[CONSEGNA]: Puoi ricopiare per intero, senza cambiare nulla, il testo sulle lezioni via radio a Dadaab?

Gli insegnanti trasmettono le lezioni via radio per far sì che gli studenti rifugiati possano continuare a studiare mentre le scuole sono chiuse in Kenya.
In tempi normali, Amina Hassan si sarebbe trovata di fronte alla sua classe nel complesso di rifugiati di Dadaab in Kenya. Ma con le scuole chiuse a causa della pandemia COVID-19, gli insegnanti sono costretti a improvvisare.
In questi giorni, Amina, un’insegnante keniota, trasmette le lezioni alla sua classe di circa 100 studenti su Radio Gargaar, una stazione radio della comunità.
“Sono felice di comunicare con la maggior parte dei miei studenti via radio. A volte mi chiamano in studio per fare domande”, dice. “Credo che stiano imparando anche se non riesco a vederli”.

[DATI DA ESAMINARE]:
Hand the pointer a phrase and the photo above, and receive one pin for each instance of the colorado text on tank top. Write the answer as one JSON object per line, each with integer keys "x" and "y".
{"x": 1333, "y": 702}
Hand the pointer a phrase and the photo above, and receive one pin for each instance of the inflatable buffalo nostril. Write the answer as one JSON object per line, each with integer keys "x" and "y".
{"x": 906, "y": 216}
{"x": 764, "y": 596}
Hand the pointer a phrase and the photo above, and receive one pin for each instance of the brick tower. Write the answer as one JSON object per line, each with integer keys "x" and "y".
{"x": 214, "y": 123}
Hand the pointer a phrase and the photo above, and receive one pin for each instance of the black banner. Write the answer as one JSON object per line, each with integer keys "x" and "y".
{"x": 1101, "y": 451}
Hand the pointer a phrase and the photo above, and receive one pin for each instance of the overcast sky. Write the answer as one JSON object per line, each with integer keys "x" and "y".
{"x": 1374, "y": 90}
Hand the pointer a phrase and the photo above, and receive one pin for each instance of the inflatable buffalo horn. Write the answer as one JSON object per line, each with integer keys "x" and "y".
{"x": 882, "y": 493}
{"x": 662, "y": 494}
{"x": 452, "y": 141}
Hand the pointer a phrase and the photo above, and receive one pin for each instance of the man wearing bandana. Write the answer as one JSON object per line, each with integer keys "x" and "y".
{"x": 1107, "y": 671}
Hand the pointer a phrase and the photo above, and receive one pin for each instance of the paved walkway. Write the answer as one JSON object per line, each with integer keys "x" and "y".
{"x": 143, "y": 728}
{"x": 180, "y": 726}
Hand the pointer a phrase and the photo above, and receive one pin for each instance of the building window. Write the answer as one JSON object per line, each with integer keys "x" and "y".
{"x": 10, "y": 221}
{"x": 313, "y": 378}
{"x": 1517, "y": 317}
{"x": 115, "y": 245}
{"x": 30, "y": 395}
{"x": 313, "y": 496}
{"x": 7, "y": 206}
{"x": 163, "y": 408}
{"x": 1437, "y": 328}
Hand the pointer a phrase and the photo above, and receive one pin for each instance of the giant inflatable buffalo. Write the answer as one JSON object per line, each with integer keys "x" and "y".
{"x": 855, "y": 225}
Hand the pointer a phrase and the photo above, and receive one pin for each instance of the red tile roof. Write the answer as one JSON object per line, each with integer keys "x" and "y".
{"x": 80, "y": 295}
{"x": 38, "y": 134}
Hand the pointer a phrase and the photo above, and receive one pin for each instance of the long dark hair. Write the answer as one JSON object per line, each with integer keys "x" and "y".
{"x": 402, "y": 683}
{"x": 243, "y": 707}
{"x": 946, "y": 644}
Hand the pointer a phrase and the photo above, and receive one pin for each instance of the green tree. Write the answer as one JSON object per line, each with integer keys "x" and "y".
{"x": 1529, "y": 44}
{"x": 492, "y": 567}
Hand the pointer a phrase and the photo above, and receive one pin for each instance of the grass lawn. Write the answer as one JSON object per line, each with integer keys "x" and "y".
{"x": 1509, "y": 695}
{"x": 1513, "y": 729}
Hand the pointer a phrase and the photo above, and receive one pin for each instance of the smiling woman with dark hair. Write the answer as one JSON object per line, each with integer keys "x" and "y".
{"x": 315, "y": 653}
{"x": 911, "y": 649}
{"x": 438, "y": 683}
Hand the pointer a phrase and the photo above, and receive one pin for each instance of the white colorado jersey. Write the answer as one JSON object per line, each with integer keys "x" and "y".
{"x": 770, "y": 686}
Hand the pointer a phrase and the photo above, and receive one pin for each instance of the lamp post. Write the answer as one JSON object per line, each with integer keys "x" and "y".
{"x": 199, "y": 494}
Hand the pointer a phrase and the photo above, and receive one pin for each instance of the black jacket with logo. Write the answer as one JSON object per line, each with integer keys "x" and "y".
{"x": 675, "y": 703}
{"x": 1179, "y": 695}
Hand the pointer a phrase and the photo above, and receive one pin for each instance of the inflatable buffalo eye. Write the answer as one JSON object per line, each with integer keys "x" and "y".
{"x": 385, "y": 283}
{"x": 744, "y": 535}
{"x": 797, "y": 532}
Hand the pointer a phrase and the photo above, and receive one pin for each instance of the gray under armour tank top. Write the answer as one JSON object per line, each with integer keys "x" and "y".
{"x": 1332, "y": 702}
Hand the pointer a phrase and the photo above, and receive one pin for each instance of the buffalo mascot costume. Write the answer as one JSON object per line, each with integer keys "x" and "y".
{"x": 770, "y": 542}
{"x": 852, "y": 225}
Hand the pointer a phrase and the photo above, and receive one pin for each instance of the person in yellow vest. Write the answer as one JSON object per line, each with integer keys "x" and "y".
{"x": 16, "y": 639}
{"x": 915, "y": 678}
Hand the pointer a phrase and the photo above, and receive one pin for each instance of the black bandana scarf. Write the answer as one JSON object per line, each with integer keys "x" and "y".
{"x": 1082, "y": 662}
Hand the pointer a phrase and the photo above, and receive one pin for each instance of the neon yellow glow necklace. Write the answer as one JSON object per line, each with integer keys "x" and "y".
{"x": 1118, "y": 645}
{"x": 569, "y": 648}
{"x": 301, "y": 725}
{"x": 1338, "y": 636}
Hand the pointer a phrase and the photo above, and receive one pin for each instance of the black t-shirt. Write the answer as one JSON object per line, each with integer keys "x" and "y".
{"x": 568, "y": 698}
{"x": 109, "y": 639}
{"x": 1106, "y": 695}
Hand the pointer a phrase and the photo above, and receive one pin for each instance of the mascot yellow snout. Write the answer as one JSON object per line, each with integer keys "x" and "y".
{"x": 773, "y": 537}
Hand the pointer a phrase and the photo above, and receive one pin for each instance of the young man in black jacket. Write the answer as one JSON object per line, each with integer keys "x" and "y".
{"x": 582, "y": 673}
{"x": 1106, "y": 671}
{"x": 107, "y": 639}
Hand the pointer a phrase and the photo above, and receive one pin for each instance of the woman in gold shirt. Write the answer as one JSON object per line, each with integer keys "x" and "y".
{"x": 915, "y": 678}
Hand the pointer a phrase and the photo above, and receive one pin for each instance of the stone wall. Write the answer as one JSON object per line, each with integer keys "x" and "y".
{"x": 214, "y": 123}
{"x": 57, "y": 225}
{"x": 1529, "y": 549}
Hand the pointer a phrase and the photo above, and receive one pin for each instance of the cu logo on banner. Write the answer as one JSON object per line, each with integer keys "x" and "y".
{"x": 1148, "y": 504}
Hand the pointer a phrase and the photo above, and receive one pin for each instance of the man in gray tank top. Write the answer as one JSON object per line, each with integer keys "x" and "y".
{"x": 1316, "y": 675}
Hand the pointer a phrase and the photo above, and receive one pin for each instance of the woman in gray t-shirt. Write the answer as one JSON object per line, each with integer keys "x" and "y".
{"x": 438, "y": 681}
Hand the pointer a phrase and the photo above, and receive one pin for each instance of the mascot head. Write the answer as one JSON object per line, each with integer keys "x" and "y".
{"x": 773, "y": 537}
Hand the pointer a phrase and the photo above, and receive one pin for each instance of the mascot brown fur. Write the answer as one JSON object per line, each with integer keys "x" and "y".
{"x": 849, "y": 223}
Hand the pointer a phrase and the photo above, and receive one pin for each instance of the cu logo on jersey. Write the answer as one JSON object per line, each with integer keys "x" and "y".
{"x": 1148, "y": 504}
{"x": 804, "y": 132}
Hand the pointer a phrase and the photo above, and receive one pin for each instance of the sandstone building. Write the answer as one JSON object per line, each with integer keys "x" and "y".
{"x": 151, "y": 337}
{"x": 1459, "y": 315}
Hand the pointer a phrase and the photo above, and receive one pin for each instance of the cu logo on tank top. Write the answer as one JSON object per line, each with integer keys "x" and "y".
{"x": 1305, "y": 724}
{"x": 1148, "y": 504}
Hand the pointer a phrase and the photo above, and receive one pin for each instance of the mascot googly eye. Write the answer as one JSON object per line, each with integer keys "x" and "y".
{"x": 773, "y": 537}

[SOLUZIONE]:
Gli insegnanti trasmettono le lezioni via radio per far sì che gli studenti rifugiati possano continuare a studiare mentre le scuole sono chiuse in Kenya.
In tempi normali, Amina Hassan si sarebbe trovata di fronte alla sua classe nel complesso di rifugiati di Dadaab in Kenya. Ma con le scuole chiuse a causa della pandemia COVID-19, gli insegnanti sono costretti a improvvisare.
In questi giorni, Amina, un’insegnante keniota, trasmette le lezioni alla sua classe di circa 100 studenti su Radio Gargaar, una stazione radio della comunità.
“Sono felice di comunicare con la maggior parte dei miei studenti via radio. A volte mi chiamano in studio per fare domande”, dice. “Credo che stiano imparando anche se non riesco a vederli”.